*EXERCISE PROMPT:*
Will you quote all of the entries, word for word?

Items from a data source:

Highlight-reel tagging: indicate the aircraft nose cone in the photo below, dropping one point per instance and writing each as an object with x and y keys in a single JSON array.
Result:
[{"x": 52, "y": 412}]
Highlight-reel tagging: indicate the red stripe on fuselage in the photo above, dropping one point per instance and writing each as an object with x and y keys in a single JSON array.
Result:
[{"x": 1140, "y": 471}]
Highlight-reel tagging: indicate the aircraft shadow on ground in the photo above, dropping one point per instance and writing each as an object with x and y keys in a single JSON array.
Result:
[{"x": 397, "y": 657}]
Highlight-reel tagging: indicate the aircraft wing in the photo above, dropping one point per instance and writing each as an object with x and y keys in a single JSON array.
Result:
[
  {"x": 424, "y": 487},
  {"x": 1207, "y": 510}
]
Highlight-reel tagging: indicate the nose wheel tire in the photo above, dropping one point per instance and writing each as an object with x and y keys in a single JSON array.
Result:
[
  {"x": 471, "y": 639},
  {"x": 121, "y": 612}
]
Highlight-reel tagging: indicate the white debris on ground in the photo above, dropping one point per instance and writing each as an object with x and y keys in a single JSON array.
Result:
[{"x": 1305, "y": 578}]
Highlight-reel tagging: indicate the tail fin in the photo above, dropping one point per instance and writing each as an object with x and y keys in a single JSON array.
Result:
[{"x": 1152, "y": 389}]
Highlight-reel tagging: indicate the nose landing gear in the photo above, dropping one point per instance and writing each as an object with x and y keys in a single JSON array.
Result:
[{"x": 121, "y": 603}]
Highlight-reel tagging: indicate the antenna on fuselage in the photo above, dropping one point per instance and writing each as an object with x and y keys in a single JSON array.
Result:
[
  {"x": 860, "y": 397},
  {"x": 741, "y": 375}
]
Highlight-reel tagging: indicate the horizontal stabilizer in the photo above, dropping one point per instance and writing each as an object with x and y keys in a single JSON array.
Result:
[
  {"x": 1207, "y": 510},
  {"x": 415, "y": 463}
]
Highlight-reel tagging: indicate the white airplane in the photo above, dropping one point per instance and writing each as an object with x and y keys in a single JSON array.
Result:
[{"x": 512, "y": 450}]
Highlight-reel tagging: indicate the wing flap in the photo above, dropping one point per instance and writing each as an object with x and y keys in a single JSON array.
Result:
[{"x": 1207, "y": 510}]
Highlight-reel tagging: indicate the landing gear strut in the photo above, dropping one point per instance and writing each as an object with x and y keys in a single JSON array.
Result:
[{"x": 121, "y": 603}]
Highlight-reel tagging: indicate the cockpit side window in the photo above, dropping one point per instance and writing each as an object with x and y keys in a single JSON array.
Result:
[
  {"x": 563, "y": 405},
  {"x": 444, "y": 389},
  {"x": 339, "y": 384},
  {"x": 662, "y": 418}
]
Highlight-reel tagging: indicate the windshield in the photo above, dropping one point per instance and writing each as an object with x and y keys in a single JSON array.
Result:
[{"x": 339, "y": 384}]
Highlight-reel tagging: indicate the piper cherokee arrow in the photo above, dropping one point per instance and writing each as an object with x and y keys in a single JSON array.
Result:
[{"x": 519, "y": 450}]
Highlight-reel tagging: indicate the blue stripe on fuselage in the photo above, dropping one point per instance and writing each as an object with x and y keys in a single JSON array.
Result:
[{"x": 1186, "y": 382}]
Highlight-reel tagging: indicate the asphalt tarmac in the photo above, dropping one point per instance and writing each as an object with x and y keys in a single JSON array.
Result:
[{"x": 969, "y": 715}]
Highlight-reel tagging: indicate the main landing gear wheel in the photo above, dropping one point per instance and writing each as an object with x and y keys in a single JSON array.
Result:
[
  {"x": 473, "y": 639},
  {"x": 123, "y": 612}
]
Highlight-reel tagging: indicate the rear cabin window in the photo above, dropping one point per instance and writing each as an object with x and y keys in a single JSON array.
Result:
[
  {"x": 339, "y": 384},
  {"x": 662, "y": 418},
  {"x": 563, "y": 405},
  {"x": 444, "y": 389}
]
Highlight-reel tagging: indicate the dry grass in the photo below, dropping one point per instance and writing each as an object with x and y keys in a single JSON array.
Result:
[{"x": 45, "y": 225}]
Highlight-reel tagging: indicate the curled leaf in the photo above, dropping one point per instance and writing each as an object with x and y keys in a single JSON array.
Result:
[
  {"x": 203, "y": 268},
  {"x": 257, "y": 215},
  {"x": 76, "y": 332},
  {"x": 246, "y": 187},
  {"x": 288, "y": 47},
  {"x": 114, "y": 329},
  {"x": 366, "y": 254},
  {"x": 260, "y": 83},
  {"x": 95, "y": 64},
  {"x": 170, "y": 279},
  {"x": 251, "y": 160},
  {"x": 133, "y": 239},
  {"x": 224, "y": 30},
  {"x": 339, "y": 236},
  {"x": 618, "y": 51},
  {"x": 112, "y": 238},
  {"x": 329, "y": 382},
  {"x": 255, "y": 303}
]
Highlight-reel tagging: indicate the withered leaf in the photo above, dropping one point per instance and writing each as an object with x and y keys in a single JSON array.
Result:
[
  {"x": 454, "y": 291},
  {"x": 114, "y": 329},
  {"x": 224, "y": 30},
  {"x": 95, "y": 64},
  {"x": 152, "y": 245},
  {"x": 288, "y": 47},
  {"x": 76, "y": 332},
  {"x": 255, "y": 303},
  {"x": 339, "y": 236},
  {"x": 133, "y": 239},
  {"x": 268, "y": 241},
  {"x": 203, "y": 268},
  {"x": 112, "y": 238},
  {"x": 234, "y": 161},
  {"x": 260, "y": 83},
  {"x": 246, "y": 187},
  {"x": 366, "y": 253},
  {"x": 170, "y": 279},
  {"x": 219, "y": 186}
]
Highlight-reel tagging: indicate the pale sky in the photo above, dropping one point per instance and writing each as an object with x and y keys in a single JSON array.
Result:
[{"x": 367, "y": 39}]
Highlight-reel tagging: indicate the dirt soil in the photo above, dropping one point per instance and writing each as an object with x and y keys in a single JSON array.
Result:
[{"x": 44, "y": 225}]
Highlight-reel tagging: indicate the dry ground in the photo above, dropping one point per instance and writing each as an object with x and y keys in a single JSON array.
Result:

*TASK OUTPUT:*
Highlight-reel tagging: indicate the aircraft nose cone in the photo below, dropping one point per instance and writing each as an object with x and y keys in a single JSON array.
Result:
[{"x": 52, "y": 412}]
Highlight-reel tagging: indicate the red stripe on fuselage in the photo above, dropping one point per instance and writing each as an object with x and y keys in a single JSON array.
Result:
[{"x": 1140, "y": 471}]
Highlight-reel tagging: indicate the aircraft shadow on ground in the photo above, dropping one point per instance and writing each as an object with x and y keys in a single JSON array.
Result:
[{"x": 397, "y": 657}]
Highlight-reel tagging: indicate the aircraft wing in the photo above, dropping one point per instance and writing each as an object with x and y keys in a single JSON array.
Result:
[
  {"x": 424, "y": 487},
  {"x": 1207, "y": 510}
]
Highlight-reel tagging: indicate the nose wheel tire in the photo above, dropping one point per instance and writing each as an object with x and y keys in a single JSON array.
Result:
[
  {"x": 471, "y": 639},
  {"x": 121, "y": 612}
]
Highlight-reel tagging: indicate the white debris on ground in the photo above, dropping one point per instance and writing each as an object with x and y keys in a single JSON array.
Result:
[{"x": 1305, "y": 578}]
Highlight-reel tagging: indicate the tail fin in the photo above, dropping one point per instance and writing each as an object with x and y keys in a single JSON array.
Result:
[{"x": 1152, "y": 389}]
Highlight-reel tagging: indicate the nose landing gear in the photo above, dropping one point per instance and writing each as an object with x and y keys in a single JSON array.
Result:
[{"x": 121, "y": 603}]
Highlight-reel tagging: indicate the antenna on fuselage in the photo above, dropping one point per instance and writing each as an object with x and y keys in a single JSON array.
Result:
[
  {"x": 860, "y": 397},
  {"x": 741, "y": 375}
]
Highlight-reel tagging: indicate the horizontal stabilizer in the photo above, dropping one point per instance and writing each as an object with x and y keys in a single JSON array.
Result:
[
  {"x": 1207, "y": 510},
  {"x": 415, "y": 463}
]
Highlight-reel tagging: indicate the white airplane in the photo above, dropping one point per instance and writing each as an object with x and y keys in a single JSON array.
Result:
[{"x": 512, "y": 450}]
Highlight-reel tagging: indicate the wing flap in the photo above, dropping one point per instance and writing each as an object with x and y keys in a single JSON array.
Result:
[{"x": 1207, "y": 510}]
Highlight-reel tagging: indicate the landing gear strut in the photo above, dropping one point per instance and writing each as an object with x and y keys in a single JSON array.
Result:
[{"x": 121, "y": 603}]
Highlight-reel tagging: indicate the cockpit side window in the photo above, dropping one point per instance and writing each as an object with x and y keys in a single JSON array.
Result:
[
  {"x": 563, "y": 405},
  {"x": 444, "y": 389},
  {"x": 339, "y": 384},
  {"x": 662, "y": 418}
]
Highlight-reel tagging: indicate the windshield in the photo above, dropping one point per instance and writing each as an object with x and y keys in a single JSON array.
Result:
[{"x": 339, "y": 384}]
Highlight-reel tagging: indicate the piper cherokee arrow in the photo above, dropping one point per instance and writing each as an object with x and y keys in a single JSON array.
Result:
[{"x": 519, "y": 450}]
Highlight-reel tagging: indicate the blue stripe on fuselage in the photo above, dropping one point per instance and writing each as an object with x and y keys in a single JSON array.
Result:
[{"x": 1186, "y": 382}]
Highlight-reel tagging: indicate the asphalt tarmac in the photo above, dropping one point per instance and writing each as an object with x and y keys in a single JSON array.
Result:
[{"x": 969, "y": 715}]
Highlight-reel tagging: indicate the main landing gear wheel in the photo above, dropping one point per instance and writing each as an object with x and y keys in a single JSON array.
Result:
[
  {"x": 473, "y": 639},
  {"x": 123, "y": 612}
]
Highlight-reel tagging: indicate the rear cabin window in the photo above, dropping one point per instance and writing each as an object with x and y keys in a single JSON array.
Result:
[
  {"x": 339, "y": 384},
  {"x": 662, "y": 418},
  {"x": 563, "y": 405},
  {"x": 444, "y": 389}
]
Highlight-reel tagging: indicate the dry grass in the photo below, dropping one point per instance and writing each as an object with x and y keys in a single JSON array.
Result:
[{"x": 45, "y": 225}]
Highlight-reel tagging: indicate the curled leaf in the photo above, dropping one point per instance and writing each as an object with x and y keys in a single JSON array.
Result:
[
  {"x": 203, "y": 268},
  {"x": 257, "y": 215},
  {"x": 76, "y": 332},
  {"x": 246, "y": 187},
  {"x": 288, "y": 47},
  {"x": 114, "y": 329},
  {"x": 366, "y": 254},
  {"x": 260, "y": 83},
  {"x": 95, "y": 64},
  {"x": 170, "y": 279},
  {"x": 251, "y": 160},
  {"x": 133, "y": 239},
  {"x": 224, "y": 30},
  {"x": 339, "y": 236},
  {"x": 618, "y": 51},
  {"x": 112, "y": 238},
  {"x": 329, "y": 382},
  {"x": 255, "y": 303}
]
Highlight-reel tagging: indicate the withered leaf in the photo above, dropping one point per instance and writing each as an object with x and y keys in a single JSON array.
Result:
[
  {"x": 454, "y": 291},
  {"x": 114, "y": 329},
  {"x": 224, "y": 30},
  {"x": 95, "y": 64},
  {"x": 152, "y": 245},
  {"x": 288, "y": 47},
  {"x": 76, "y": 332},
  {"x": 255, "y": 303},
  {"x": 339, "y": 236},
  {"x": 133, "y": 239},
  {"x": 268, "y": 241},
  {"x": 203, "y": 268},
  {"x": 112, "y": 238},
  {"x": 234, "y": 161},
  {"x": 260, "y": 83},
  {"x": 246, "y": 187},
  {"x": 366, "y": 253},
  {"x": 170, "y": 279},
  {"x": 219, "y": 186}
]
Highlight-reel tagging: indicate the pale sky in the photo above, dropping one point per instance and writing each as an object with x and y keys in a single JSON array.
Result:
[{"x": 367, "y": 39}]
Highlight-reel tagging: indicate the dirt soil in the photo above, dropping one point per instance and writing each as an object with x and y keys in a single JSON array.
Result:
[{"x": 44, "y": 225}]
Highlight-reel tagging: indicate the dry ground in the photo above, dropping one point per instance and writing each as an object with x and y keys in a single JSON array.
Result:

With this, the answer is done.